DATASET

****************

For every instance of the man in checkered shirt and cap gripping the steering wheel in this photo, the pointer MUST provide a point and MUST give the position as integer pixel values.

****************

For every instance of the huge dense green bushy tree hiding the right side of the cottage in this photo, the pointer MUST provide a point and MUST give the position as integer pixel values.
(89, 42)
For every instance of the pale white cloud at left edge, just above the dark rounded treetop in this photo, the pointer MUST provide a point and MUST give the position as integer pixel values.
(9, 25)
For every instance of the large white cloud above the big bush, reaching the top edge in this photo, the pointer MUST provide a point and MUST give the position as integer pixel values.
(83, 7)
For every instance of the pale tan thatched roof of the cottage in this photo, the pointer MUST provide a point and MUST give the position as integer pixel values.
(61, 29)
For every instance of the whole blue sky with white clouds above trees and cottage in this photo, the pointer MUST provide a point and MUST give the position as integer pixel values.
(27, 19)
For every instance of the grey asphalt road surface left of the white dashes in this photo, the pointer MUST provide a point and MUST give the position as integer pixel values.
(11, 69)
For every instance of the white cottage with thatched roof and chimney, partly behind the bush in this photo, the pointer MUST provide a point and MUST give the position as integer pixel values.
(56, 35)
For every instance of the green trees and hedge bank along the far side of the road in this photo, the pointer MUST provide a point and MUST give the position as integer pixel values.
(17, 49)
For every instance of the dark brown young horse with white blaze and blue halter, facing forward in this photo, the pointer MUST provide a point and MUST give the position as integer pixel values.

****************

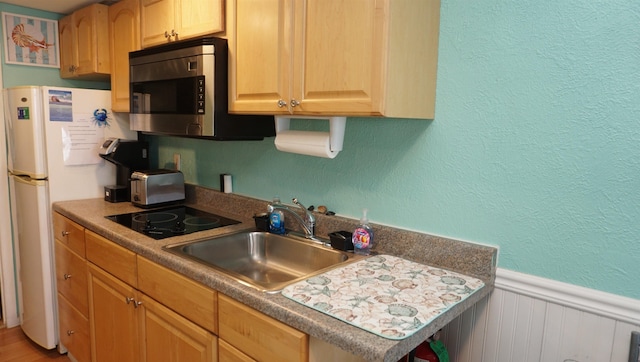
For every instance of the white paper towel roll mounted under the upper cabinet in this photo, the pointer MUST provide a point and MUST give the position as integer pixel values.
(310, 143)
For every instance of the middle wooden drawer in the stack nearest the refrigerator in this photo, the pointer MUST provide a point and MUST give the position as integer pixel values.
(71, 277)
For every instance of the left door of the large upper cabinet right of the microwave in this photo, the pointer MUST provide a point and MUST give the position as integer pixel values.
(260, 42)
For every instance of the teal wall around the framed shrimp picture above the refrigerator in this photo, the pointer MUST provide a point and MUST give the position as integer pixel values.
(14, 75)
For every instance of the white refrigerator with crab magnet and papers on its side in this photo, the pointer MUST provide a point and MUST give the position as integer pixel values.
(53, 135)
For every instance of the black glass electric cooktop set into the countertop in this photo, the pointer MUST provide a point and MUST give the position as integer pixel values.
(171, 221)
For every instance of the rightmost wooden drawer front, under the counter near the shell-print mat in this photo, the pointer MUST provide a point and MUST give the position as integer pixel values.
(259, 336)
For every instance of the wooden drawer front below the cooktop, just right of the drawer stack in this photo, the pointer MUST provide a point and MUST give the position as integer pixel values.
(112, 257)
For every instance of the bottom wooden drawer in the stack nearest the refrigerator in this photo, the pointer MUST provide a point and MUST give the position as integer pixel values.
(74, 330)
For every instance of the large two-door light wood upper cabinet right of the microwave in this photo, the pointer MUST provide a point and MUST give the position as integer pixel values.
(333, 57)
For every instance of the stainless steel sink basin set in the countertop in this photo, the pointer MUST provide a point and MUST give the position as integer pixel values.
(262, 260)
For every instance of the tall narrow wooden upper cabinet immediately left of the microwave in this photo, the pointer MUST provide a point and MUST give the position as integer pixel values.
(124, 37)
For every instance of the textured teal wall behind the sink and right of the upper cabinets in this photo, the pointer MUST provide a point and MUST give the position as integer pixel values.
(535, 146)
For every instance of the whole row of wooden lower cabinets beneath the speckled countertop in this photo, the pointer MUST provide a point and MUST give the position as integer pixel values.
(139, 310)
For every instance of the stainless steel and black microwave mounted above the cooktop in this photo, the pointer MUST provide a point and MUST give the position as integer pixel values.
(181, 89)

****************

REQUIRED WORK
Given the records above, return exactly the lines starting at the line containing "For every instance of the large white" and ending at the line containing "For every instance of the dark", including both.

PROBLEM SOLUTION
For every instance of the large white cloud above the big bush, reaching the top edge in this photo, the pointer MUST provide a point and MUST give the position as integer pixel values.
(83, 7)
For every instance of the pale tan thatched roof of the cottage in this photo, the pointer MUST provide a point and MUST give the position as integer pixel values.
(61, 29)
For every instance of the whole blue sky with white clouds above trees and cottage in this photo, the pointer MUST provide a point and MUST give the position as integer pixel values.
(27, 19)
For every instance of the grey asphalt road surface left of the white dashes in this photo, the pointer MUST provide a point and MUST give the position as integer pixel values.
(11, 69)
For every instance of the white cottage with thatched roof and chimney, partly behind the bush in this photo, the pointer MUST provide a point and MUST give the position as integer pixel values.
(56, 35)
For every instance of the green trees and hedge bank along the far side of the road in this photo, the pointer MUST provide a point and MUST give the position as integer pixel values.
(17, 49)
For every instance of the dark brown young horse with white blaze and blue halter, facing forward in this photo, the pointer MUST provide a point and MUST give the position as integer pixel values.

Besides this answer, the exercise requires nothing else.